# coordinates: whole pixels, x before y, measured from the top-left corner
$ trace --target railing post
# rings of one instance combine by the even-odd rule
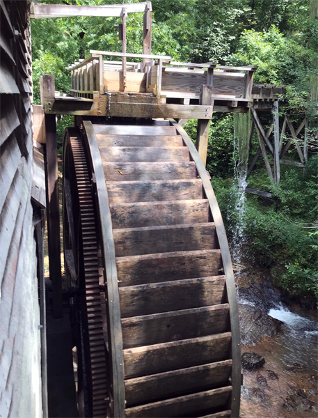
[[[151,54],[151,12],[150,4],[147,3],[147,10],[143,14],[143,54]],[[143,59],[143,72],[145,72],[147,63],[150,61],[149,58]]]
[[[127,10],[125,7],[122,8],[122,52],[126,54],[127,52],[127,38],[126,38],[126,16]],[[126,88],[127,85],[127,58],[125,56],[122,57],[122,85],[123,90]]]
[[[200,98],[200,104],[213,106],[212,86],[203,84],[202,86]],[[209,126],[210,119],[198,119],[198,127],[196,132],[196,149],[201,160],[205,164],[207,164],[207,146],[209,139]]]

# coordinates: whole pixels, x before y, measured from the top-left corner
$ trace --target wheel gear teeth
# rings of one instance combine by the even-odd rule
[[[108,390],[106,352],[100,302],[97,229],[95,222],[92,222],[92,219],[95,219],[95,213],[90,178],[81,140],[76,137],[70,137],[70,140],[75,167],[83,240],[86,301],[88,312],[93,417],[106,417]],[[97,346],[98,351],[96,350]],[[100,381],[101,373],[105,377],[103,382]]]

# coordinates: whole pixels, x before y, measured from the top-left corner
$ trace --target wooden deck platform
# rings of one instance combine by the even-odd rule
[[[253,85],[257,70],[253,65],[228,67],[173,62],[170,56],[90,52],[68,68],[70,94],[43,98],[45,113],[210,119],[212,112],[246,112],[253,105],[271,109],[283,93],[282,86]],[[105,61],[107,56],[122,61]],[[134,61],[127,62],[127,59]],[[143,67],[138,59],[150,61]],[[203,94],[205,86],[210,88]]]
* * * *
SHORT TASK = Switch every "top-left" in the entries above to "upper-left" and write the entries out again with nothing else changed. Leave the pictures out of your answer.

SOLUTION =
# coordinates: whole pixels, x before y, measured from the upper-left corner
$ trace --target railing post
# rings of one instance combine by the even-odd rule
[[[151,54],[151,12],[150,4],[147,3],[147,10],[143,14],[143,54]],[[143,59],[143,72],[145,72],[147,63],[150,61],[149,58]]]
[[[127,10],[125,7],[122,8],[122,52],[126,54],[127,52],[127,38],[126,38],[126,16]],[[126,88],[127,85],[127,58],[125,56],[122,57],[122,85],[123,90]]]
[[[200,98],[200,104],[213,106],[212,86],[203,84],[202,86]],[[209,126],[210,119],[198,119],[198,127],[196,132],[196,149],[201,160],[205,164],[207,164],[207,146],[209,139]]]

# coordinates: whole pixels, x before y, measured from the upper-left corner
$ trace --target wheel gear teeth
# rings of one instance combine by the even-odd rule
[[[108,390],[106,352],[100,302],[97,229],[95,222],[92,222],[92,219],[95,219],[95,213],[90,178],[81,140],[76,137],[70,137],[70,140],[75,167],[83,240],[86,301],[88,312],[93,417],[106,417]],[[97,346],[98,351],[96,350]],[[100,381],[101,373],[105,377],[103,382]]]

# coordinates: whole pixels, x before y, measured from the upper-left corner
$ trace --target wooden deck platform
# rings of one instance combine by the even-odd rule
[[[253,85],[257,70],[253,65],[228,67],[173,62],[170,56],[90,52],[68,68],[70,94],[43,98],[45,113],[210,119],[212,112],[246,112],[253,105],[271,109],[283,93],[282,86]],[[105,61],[107,56],[122,61]],[[134,61],[127,62],[127,59]],[[143,67],[138,59],[150,61]],[[203,94],[205,86],[210,88]]]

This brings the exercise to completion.